### TASK INSTRUCTIONS
Give again, word for word, only the lines from the one containing "of the gravel" through the final line.

(Location identification items)
○ ○ ○ ○

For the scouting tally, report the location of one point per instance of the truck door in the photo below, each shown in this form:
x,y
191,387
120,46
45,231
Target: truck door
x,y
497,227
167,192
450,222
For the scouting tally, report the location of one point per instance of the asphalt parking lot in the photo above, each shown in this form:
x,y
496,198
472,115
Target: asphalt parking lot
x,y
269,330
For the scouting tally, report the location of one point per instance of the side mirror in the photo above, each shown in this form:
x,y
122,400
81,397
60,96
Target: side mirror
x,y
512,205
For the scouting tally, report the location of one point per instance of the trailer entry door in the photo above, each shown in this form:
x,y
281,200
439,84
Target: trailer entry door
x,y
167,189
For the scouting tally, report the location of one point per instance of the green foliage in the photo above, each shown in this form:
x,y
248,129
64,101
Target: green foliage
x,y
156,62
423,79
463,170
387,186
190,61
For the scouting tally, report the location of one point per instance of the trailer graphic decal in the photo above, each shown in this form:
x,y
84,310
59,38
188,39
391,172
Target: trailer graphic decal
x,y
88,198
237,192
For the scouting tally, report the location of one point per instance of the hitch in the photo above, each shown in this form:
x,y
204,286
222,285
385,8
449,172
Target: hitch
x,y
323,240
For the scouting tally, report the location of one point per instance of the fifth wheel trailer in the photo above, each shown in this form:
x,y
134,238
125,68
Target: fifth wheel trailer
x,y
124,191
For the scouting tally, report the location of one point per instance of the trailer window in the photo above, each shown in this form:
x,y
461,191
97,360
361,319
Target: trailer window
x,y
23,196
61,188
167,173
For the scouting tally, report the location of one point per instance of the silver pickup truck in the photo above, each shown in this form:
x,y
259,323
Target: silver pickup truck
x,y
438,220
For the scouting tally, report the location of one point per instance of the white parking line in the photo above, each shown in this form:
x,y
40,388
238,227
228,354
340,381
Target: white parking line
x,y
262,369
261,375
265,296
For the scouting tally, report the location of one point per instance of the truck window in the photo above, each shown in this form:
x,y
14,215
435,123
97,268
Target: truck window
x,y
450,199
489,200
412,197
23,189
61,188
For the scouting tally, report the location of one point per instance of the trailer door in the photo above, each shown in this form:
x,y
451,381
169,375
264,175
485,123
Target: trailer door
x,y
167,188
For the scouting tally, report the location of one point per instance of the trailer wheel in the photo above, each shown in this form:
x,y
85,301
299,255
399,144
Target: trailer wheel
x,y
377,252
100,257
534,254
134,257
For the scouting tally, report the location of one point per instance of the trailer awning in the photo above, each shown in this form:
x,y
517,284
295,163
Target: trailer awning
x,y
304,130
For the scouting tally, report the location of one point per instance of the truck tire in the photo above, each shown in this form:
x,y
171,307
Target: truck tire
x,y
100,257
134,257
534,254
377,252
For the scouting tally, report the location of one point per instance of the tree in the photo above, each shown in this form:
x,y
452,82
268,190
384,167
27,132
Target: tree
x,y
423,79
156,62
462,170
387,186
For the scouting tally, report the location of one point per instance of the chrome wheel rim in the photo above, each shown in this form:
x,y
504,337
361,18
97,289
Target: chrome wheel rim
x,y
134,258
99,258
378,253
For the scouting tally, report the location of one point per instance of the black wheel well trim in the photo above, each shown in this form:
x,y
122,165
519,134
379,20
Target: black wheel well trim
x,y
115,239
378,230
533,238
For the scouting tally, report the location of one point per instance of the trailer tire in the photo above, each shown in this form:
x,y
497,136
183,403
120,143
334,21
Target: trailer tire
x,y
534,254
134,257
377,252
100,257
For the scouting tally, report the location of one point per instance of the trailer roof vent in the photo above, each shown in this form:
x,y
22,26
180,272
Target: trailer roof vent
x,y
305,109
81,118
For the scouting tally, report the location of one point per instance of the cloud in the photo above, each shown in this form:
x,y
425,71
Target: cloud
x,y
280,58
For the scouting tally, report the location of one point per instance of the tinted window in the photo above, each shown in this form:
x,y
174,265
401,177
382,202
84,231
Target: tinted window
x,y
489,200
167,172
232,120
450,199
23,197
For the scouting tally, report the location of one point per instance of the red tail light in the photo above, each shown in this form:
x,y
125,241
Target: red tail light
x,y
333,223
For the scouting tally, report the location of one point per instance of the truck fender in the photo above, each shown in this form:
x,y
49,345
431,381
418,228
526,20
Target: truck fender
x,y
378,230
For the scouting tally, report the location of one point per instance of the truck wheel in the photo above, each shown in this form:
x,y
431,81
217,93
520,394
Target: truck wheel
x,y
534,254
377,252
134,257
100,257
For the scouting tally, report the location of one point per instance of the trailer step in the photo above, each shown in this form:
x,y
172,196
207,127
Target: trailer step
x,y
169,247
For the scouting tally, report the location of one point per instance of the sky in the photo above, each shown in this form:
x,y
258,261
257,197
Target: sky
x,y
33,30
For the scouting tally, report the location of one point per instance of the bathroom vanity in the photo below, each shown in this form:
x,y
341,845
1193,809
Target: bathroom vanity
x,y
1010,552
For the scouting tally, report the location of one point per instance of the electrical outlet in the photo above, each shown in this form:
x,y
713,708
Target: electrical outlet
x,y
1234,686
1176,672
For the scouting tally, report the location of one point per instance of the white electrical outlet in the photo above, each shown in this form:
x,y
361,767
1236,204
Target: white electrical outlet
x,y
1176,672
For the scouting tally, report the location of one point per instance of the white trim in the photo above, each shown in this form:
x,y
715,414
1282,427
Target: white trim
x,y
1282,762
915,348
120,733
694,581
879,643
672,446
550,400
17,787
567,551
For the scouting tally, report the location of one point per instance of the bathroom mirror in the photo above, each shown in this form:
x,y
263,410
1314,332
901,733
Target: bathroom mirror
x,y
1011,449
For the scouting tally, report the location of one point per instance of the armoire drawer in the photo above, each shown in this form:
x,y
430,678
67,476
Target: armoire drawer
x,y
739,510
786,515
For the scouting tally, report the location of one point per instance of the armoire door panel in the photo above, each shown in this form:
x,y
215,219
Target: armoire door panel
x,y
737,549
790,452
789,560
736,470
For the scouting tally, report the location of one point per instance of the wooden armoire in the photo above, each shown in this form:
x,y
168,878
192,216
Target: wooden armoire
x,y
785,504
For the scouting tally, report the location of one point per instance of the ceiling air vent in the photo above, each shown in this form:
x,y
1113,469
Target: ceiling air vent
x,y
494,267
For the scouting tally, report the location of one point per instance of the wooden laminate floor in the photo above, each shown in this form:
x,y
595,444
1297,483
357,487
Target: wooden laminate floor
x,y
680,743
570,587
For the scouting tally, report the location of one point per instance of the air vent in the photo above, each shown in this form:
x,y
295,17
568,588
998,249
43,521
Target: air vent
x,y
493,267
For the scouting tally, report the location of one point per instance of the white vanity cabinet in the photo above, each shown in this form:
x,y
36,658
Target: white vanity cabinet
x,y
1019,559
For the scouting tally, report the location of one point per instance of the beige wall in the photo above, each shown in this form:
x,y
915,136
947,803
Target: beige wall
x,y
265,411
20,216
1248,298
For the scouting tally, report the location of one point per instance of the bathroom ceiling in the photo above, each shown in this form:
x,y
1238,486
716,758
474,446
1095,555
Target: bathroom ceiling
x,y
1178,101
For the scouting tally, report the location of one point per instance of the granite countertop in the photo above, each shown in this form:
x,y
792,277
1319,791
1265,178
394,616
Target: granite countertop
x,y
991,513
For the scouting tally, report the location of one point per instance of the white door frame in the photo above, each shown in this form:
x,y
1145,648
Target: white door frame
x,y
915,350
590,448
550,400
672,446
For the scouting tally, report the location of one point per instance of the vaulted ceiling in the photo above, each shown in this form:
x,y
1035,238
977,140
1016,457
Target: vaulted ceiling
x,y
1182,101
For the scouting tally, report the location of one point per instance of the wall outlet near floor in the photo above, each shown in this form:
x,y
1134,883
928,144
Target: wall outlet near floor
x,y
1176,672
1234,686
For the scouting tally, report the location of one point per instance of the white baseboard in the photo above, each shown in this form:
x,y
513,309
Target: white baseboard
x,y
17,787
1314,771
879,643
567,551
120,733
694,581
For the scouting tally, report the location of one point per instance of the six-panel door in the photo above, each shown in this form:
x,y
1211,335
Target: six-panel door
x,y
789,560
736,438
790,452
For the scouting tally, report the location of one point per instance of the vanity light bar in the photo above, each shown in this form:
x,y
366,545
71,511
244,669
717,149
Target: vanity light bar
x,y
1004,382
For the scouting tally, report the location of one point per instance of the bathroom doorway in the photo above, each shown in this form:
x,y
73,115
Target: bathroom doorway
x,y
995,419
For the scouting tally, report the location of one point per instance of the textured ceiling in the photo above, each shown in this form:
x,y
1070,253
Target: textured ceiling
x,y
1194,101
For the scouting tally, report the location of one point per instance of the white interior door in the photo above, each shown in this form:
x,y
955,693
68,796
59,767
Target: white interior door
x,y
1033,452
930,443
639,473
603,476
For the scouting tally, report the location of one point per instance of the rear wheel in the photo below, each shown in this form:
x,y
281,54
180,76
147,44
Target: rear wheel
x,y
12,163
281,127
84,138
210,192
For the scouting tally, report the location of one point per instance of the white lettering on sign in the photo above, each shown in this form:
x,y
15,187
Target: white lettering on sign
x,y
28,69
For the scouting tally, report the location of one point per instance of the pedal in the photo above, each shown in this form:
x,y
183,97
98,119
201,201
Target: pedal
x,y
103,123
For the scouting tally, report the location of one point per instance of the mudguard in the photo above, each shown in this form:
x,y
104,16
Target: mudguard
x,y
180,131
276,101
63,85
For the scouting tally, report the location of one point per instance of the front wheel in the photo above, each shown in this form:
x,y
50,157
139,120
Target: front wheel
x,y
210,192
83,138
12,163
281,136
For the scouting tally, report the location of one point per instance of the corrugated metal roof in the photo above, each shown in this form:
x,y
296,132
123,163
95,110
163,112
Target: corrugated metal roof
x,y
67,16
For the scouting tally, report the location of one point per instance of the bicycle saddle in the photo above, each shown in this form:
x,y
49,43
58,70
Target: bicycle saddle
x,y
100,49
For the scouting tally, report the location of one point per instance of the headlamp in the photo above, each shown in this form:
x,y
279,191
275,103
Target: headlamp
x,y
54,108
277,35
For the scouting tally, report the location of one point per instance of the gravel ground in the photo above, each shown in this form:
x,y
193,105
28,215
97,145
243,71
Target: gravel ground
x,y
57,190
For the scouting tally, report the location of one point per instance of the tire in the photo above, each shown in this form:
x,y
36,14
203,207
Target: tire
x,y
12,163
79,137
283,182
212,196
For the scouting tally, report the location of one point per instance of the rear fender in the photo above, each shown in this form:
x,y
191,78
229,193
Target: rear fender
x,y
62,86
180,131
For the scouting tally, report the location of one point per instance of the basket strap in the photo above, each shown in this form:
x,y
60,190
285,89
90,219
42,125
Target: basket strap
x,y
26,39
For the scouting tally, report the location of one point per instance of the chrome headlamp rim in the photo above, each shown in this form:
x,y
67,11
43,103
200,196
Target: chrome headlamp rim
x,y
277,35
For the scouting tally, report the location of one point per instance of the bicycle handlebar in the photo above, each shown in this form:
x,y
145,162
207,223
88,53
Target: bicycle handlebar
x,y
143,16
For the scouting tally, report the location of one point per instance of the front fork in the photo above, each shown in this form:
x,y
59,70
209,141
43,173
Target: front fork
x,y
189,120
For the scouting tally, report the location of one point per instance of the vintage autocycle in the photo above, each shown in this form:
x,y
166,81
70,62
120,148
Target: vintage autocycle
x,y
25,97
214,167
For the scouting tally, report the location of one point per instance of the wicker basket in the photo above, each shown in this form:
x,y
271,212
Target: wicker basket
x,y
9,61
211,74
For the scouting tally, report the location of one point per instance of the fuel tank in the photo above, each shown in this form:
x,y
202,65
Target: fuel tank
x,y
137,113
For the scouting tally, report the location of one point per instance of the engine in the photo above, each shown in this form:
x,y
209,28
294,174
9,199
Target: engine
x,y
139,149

○ ○ ○ ○

### REPLY
For the scouting tally, report the location of one point per instance of the gravel ground in the photo above, each shown in this form:
x,y
193,105
28,215
97,145
243,71
Target: gravel ground
x,y
57,190
For the scouting tally, report the location of one point per instance of the tire in the photo above, each shown in this form:
x,y
36,14
203,207
Target: tire
x,y
12,163
79,137
283,182
212,196
For the scouting tally, report the location of one point per instance of the rear fender in the photo above, each shown in this form:
x,y
191,78
229,193
Target: rear fender
x,y
62,86
180,131
For the scouting tally, report the location of one point per instance of the basket strap in the photo above, each shown in this form:
x,y
60,190
285,89
90,219
42,125
Target: basket strap
x,y
26,39
For the scouting tally, report the location of one point per instance of the chrome headlamp rim in the photo above, each shown in this form:
x,y
67,11
43,103
200,196
Target: chrome headlamp rim
x,y
277,35
For the scouting tally, report the location of one point per instance of the bicycle handlebar in the photo above, each shown in this form:
x,y
145,162
207,223
88,53
Target: bicycle handlebar
x,y
143,16
For the scouting tally, report the location of one point per instance of the front fork in the photo above, each shown in this form:
x,y
59,70
209,141
43,173
Target: front fork
x,y
189,120
For the scouting tally, report the location of one point per instance of the vintage autocycle in the photo above, each shown in this form:
x,y
166,81
70,62
120,148
Target: vintage autocycle
x,y
25,97
214,167
For the scouting tally, report the location of one point per instance of the wicker basket in the photo above, each shown in this form:
x,y
271,212
Target: wicker basket
x,y
9,61
211,74
For the scouting tally, report the location of one point per instance of the fuel tank in the photo above, each shown in this form:
x,y
202,65
Target: fuel tank
x,y
137,113
For the scouting tally, report the location of one point per instance of the engine in the photo above, each shown in this form:
x,y
209,28
294,174
9,199
Target: engine
x,y
139,149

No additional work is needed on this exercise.